[WHAT IS EXPECTED]:
Pick out every line of the records below that contains the word "chair", and copy each of those lines in full.

[DATASET ENTRIES]:
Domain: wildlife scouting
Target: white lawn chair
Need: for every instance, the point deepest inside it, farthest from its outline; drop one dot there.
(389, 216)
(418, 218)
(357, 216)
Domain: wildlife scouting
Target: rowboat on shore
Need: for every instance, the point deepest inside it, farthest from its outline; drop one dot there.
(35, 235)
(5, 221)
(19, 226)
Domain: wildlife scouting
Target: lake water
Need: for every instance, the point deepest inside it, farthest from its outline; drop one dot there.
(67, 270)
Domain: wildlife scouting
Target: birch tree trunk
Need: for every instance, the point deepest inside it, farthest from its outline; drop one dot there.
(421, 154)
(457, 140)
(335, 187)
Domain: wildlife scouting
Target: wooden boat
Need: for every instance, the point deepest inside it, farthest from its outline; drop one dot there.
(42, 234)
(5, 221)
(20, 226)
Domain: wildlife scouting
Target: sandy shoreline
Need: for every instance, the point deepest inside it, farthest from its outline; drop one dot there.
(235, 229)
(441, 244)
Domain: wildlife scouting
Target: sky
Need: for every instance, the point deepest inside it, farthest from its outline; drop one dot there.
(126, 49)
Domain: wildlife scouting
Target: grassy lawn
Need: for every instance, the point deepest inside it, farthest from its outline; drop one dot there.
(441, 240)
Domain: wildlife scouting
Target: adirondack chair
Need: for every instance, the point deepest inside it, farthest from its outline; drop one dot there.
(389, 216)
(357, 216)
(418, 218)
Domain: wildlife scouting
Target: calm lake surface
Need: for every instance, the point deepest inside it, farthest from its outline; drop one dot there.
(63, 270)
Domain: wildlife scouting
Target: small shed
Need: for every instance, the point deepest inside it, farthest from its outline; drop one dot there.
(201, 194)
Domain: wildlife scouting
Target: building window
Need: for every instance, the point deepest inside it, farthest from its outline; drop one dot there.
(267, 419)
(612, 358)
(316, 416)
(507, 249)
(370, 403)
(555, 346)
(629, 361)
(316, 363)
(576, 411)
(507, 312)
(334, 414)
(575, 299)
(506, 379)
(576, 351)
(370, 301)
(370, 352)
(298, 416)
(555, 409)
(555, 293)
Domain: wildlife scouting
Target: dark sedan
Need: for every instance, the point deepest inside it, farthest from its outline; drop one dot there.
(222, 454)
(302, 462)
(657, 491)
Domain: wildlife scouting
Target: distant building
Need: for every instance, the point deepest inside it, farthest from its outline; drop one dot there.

[FULL OUTPUT]:
Target: white lawn chair
Target: adirondack chair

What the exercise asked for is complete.